# [Quoted text]
Will the Federal Government move to make all forms of financial advice tax deductible?

That was one of the biggest questions being posed as the industry awaited the outcome of the Henry Review of taxation in circumstances where there has been unanimity across all sections of the financial services industry about the benefits that would flow from giving tax-advantaged status to the provision of advice.

The push to make advice tax deductible received a boost when it was included in the recommendations of the Parliamentary Joint Committee on Corporations and Financial Services (Ripoll Inquiry).

The committee’s final report said the “proposal to make the cost of financial advice tax deductible for consumers has merit”.

“It could potentially encourage more people to seek financial advice and would match the deductibility presently afforded to manufacturers paying commissions to advisory firms,” it said.

The tax deductibility of advice has been high on the agenda of the Financial Planning Association (FPA), the Investment and Financial Services Association (IFSA) and the Association of Financial Advisers (AFA) for most of the past half-decade.

While the Henry Review appeared only lukewarm on the issue of making advice tax deductible, the ultimate decision is expected to be dependent on the Government’s analysis of how it will affect the Budget bottom line moving into 2010-11 and beyond.

2. Fees and commissions

Much was expected from the Ripoll Inquiry but, ultimately, little was delivered on the debate that has focused the attention of the financial services industry for most of the past five years.

While acknowledging the need to end the linkages and therefore conflict between product sales and advice, the Ripoll Inquiry ultimately stopped short of recommending specific action on the part of the Government and instead pointed to the existing processes initiated by the industry.

The industry initiatives have mainly centred around the FPA’s policy for the phasing out of commission structures and IFSA’s member charter.

However, it is worth noting that neither the FPA position nor that of IFSA has been sufficient to mollify the industry superannuation funds, which are continuing to call for specific action on the part of the Commonwealth to eliminate commission-based remuneration.

The Minister for Financial Services, Superannuation and Corporate Law, Chris Bowen, has signalled there is likely to be little movement before the Cooper Review into superannuation reports in mid-2010.

3. National consumer credit regulation

Though only on the periphery of the radar for most financial planners in 2009, the Commonwealth’s move to finally assume control of consumer credit has long-term implications for the broader financial services industry.

# [Provided material]
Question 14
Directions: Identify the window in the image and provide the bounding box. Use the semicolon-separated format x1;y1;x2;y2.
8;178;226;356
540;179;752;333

# [Task 1]
Retype part of the article on financial advice above, beginning at the words "The push to" and stopping after the words "the past half-decade.".
# [Task 2]
Answer these questions from the article on financial advice:
(a) Which three associations have had the tax deductibility of advice high on their agenda?
(b) Who is the Minister for Financial Services, Superannuation and Corporate Law?
(c) When is the Cooper Review into superannuation expected to report?

# [Task answer 1]
The push to make advice tax deductible received a boost when it was included in the recommendations of the Parliamentary Joint Committee on Corporations and Financial Services (Ripoll Inquiry).

The committee’s final report said the “proposal to make the cost of financial advice tax deductible for consumers has merit”.

“It could potentially encourage more people to seek financial advice and would match the deductibility presently afforded to manufacturers paying commissions to advisory firms,” it said.

The tax deductibility of advice has been high on the agenda of the Financial Planning Association (FPA), the Investment and Financial Services Association (IFSA) and the Association of Financial Advisers (AFA) for most of the past half-decade.

# [Task answer 2]
(a) The Financial Planning Association (FPA), the Investment and Financial Services Association (IFSA) and the Association of Financial Advisers (AFA)
(b) Chris Bowen
(c) Mid-2010